Work to do
Every line of the material is to be repeated exactly as it stands.

[Stored entries]
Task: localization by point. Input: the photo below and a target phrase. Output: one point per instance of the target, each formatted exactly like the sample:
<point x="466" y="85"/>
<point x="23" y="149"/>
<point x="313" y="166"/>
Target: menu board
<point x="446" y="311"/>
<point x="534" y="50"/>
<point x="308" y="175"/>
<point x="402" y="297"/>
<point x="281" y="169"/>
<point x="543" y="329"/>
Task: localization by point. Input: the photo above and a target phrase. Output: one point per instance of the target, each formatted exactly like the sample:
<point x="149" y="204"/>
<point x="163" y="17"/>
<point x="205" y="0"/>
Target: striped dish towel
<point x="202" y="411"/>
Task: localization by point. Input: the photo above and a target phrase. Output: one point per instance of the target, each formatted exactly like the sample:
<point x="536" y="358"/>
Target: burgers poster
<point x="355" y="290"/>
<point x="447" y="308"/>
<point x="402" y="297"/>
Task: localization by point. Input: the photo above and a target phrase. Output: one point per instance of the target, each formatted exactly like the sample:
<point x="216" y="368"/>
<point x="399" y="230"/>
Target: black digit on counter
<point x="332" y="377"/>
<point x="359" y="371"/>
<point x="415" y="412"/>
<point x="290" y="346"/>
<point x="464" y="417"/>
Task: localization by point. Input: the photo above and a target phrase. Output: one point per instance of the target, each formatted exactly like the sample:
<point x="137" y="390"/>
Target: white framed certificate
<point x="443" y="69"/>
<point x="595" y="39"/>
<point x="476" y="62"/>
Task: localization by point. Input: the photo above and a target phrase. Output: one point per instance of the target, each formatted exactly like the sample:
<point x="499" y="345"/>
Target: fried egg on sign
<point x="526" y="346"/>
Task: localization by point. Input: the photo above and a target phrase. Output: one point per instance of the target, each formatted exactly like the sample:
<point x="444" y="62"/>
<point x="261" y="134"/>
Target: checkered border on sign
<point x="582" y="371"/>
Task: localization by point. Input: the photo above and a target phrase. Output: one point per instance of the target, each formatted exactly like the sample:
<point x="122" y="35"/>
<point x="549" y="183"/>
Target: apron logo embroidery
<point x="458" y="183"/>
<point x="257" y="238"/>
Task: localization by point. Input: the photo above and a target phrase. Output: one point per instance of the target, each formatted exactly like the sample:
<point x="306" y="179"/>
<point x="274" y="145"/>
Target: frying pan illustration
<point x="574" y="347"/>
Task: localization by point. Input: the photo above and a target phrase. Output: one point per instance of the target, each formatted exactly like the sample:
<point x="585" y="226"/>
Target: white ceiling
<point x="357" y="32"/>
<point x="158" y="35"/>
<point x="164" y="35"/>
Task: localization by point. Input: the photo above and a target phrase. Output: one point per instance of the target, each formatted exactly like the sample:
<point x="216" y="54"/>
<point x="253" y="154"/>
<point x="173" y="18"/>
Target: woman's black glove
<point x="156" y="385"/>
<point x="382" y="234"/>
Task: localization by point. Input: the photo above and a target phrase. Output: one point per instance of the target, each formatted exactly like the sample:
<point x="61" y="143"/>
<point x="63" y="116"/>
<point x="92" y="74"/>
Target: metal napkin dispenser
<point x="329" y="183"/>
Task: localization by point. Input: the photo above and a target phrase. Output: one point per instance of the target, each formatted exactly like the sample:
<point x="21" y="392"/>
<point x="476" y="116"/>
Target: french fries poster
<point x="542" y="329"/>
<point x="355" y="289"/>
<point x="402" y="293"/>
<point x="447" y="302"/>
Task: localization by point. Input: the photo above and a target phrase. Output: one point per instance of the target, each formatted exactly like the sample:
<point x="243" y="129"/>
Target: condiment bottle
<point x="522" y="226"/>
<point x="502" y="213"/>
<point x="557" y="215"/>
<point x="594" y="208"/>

Solution to this exercise
Task: localization by point. Input: the photo below and a target phrase. Output: one point per instance of the target, each formatted exactly like the sample:
<point x="466" y="85"/>
<point x="23" y="149"/>
<point x="313" y="166"/>
Target: menu board
<point x="446" y="311"/>
<point x="534" y="50"/>
<point x="308" y="175"/>
<point x="402" y="297"/>
<point x="281" y="169"/>
<point x="543" y="329"/>
Task: localization by point. Input: the photo above and a target phrase. Output: one point per instance of the target, each formatted exactly like the sample:
<point x="149" y="204"/>
<point x="163" y="17"/>
<point x="205" y="0"/>
Target: striped dish towel
<point x="202" y="411"/>
Task: localization by point. Input: the photo above and a target phrase. Output: one point per instance of the target, each formatted exactly like the sample:
<point x="536" y="358"/>
Target: burgers poster
<point x="355" y="290"/>
<point x="447" y="308"/>
<point x="402" y="297"/>
Task: localization by point. Input: the photo above and a target phrase. Output: one point per instance of the target, each formatted exactly like the sample:
<point x="216" y="368"/>
<point x="399" y="230"/>
Target: black digit on counter
<point x="332" y="377"/>
<point x="359" y="371"/>
<point x="415" y="412"/>
<point x="290" y="346"/>
<point x="464" y="417"/>
Task: localization by point. Input: the photo above and a target phrase. Output: one point per instance of the target, each formatted exactly like the sample:
<point x="137" y="390"/>
Target: white framed certificate
<point x="443" y="69"/>
<point x="595" y="39"/>
<point x="476" y="62"/>
Task: localization by point. Input: the photo above and a target phrase. Output: one point per instance of the target, each formatted exactly like the sample:
<point x="499" y="345"/>
Target: fried egg on sign
<point x="526" y="346"/>
Task: localization by point. Input: the photo above and a target phrase. Output: one point per instance of the target, each formatted exactly like the sample:
<point x="444" y="62"/>
<point x="261" y="134"/>
Target: checkered border on sign
<point x="582" y="371"/>
Task: localization by point. Input: the photo above and a target phrase. Output: one point per instance of the target, each formatted exactly like the sample:
<point x="122" y="35"/>
<point x="549" y="183"/>
Target: apron logo embroidery
<point x="458" y="183"/>
<point x="257" y="238"/>
Task: localization by point. Input: the photo above and a target phrase. Output: one point per instance of the target, each formatted exactly like the sample:
<point x="306" y="179"/>
<point x="274" y="145"/>
Target: frying pan illustration
<point x="574" y="347"/>
Task: localization by point. Input: the photo above and a target phrase. Output: one point per instance of the target, each formatted exactly like the sample:
<point x="585" y="226"/>
Target: white ceiling
<point x="357" y="32"/>
<point x="158" y="35"/>
<point x="164" y="35"/>
Task: localization by point. Input: the photo above and a target phrase. Output: one point per instance of the target, each formatted exactly like the sample:
<point x="216" y="54"/>
<point x="253" y="154"/>
<point x="173" y="18"/>
Target: woman's black glove
<point x="156" y="385"/>
<point x="382" y="234"/>
Task: localization by point. Input: the photo above and a target phrase. Output: one point per instance of the target, each formatted exactly like the sample:
<point x="61" y="143"/>
<point x="63" y="116"/>
<point x="92" y="74"/>
Target: metal napkin dispenser
<point x="329" y="183"/>
Task: localization by point. Input: the photo above and a target phrase. Output: one point per instance of the target, each formatted exactly like the sample:
<point x="21" y="392"/>
<point x="476" y="116"/>
Target: french fries poster
<point x="542" y="329"/>
<point x="355" y="289"/>
<point x="402" y="293"/>
<point x="447" y="302"/>
Task: localization by point. Input: the photo above and a target phrase. Output: one point per instance of the target, each formatted exactly like the sample:
<point x="243" y="129"/>
Target: condiment bottle
<point x="522" y="226"/>
<point x="502" y="213"/>
<point x="557" y="215"/>
<point x="594" y="208"/>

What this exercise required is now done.